# [Document passage]

☆ ☆ ☆ ☆ ☆ ☆ ☆

Really small companies don’t have to worry about KLAS, but they have other activities. Big companies have to invest in KLAS, Black Book, and various awards. Folks on the buying side really do use it. You may not be number one, but you had better not be off the list. It’s an acquired skill to be great at both delivering customer satisfaction and managing your relationships with those companies.
Do vendors call you because they haven’t done a good job at developing relationships with their existing customers?
One of the cool things we’ve been doing a fair amount of lately is running focus groups with clients and potential clients, to help them understand how they are perceived and how their product comes through. It gives them a safe zone to test ideas and get honest feedback. We facilitate that and help them hear what the potential buyers say.
Cerner hired KLAS to convene some of its big customers to tell the company how to improve its revenue cycle product and to ensure accountability as they did so. Will other companies do something similar instead of just talking to those customers themselves?
I’m not sure I fully understand the Cerner-KLAS thing. I was reading something about it this morning, in fact. One of the most important things a healthcare technology company can do is to get honest feedback about what’s working and what isn’t working. However you do it, I think it’s great. We seem to be getting more and more requests to help with it.

☆ ☆ ☆ ☆ ☆ ☆ ☆

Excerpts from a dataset
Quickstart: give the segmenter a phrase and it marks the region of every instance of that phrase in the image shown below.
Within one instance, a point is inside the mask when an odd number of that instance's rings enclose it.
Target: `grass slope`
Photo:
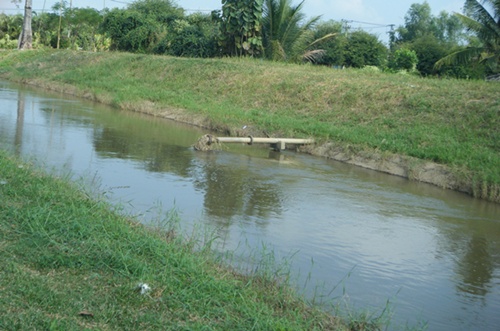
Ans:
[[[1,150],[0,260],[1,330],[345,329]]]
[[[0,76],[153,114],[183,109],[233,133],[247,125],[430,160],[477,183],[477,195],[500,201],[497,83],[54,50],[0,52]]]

☆ ☆ ☆ ☆ ☆ ☆ ☆

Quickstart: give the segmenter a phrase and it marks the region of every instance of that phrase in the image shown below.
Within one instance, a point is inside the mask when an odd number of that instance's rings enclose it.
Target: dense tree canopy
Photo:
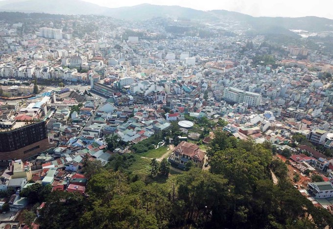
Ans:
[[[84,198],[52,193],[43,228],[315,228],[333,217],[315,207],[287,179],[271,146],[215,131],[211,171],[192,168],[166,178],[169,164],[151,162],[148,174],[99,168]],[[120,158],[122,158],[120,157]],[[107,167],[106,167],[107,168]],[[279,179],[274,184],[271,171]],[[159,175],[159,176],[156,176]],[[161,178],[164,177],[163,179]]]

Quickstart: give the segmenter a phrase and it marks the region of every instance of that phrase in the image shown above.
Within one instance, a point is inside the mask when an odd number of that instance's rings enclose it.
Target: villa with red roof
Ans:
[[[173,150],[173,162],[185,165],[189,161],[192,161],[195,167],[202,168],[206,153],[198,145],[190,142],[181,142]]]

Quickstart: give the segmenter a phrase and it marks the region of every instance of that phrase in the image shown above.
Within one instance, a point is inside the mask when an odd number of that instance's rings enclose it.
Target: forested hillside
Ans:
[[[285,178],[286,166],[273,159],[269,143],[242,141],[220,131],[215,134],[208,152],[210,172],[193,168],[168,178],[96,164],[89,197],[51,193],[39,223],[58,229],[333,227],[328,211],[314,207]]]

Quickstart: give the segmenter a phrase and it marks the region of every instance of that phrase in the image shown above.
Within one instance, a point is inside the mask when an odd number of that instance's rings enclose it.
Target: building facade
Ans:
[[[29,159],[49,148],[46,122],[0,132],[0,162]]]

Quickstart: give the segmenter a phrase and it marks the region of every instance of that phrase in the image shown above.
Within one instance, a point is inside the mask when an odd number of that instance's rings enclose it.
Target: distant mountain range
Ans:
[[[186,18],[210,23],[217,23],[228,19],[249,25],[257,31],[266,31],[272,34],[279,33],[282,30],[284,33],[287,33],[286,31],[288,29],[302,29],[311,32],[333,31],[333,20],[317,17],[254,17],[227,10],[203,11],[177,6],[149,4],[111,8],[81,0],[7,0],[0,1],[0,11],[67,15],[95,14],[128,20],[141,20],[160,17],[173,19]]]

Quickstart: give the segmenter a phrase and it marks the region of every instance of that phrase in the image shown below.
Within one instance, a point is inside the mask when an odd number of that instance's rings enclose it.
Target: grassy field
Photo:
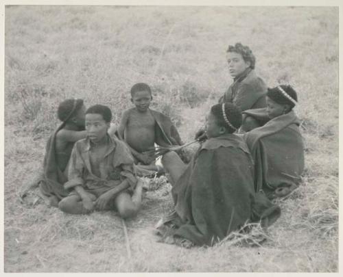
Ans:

☆ ☆ ☆ ☆ ☆ ☆ ☆

# [Explore the material]
- A) Translate this sentence from the KLAS interview into Spanish: "One of the most important things a healthcare technology company can do is to get honest feedback about what's working and what isn't working."
- B) Carry on the KLAS interview past its final sentence.

# [Exercise results]
- A) Una de las cosas más importantes que puede hacer una empresa de tecnología sanitaria es obtener opiniones sinceras sobre lo que funciona y lo que no funciona.

- B)
How do you see your business changing over the next few years?
It’s an exciting business. I have learned over the years that I don’t know as much as I think I know. It’s going to change in different ways. You look at some of the big companies that are spending money and hiring people and doing things and clearly there will be some shakeout from that. I hope they have the staying power and don’t get exhausted before they deliver some real products and capabilities. With the IPO activity and the buyouts that have happened, there will be more investor appetite for innovation. That guy or gal with a great idea won’t have any problem finding investors. It will be interesting to see where the products have an impact.
What goes through your mind when you walk the HIMSS exhibit hall?
I’m one of the people who actually enjoys going to HIMSS. Not because of the environment, but because it’s the business I’ve been in my whole career. I love the energy. You can clearly see who’s doing it right and who’s not doing it right. There’s a bunch to be learned from it. It’s a pretty amazing business, and a fun thing about the business I’m in now is that I can have a broader view of it. The roles I had before, in hindsight, were fairly narrow considering how wide the healthcare space really is and all the ways it is interconnected.
It’s clear that companies need to have their A-game for HIMSS or they shouldn’t go. We’ve helped several clients get ready for HIMSS and to do it right, but we’ve also counseled some clients not to go to HIMSS. They wouldn’t be heard above the noise. Awareness and creating client interest is a key opportunity for any company. They really have to pick their spots, whether it’s HIMSS or HLTH or any of the other regional or local shows. They have to have their act together.
Do you have any final thoughts?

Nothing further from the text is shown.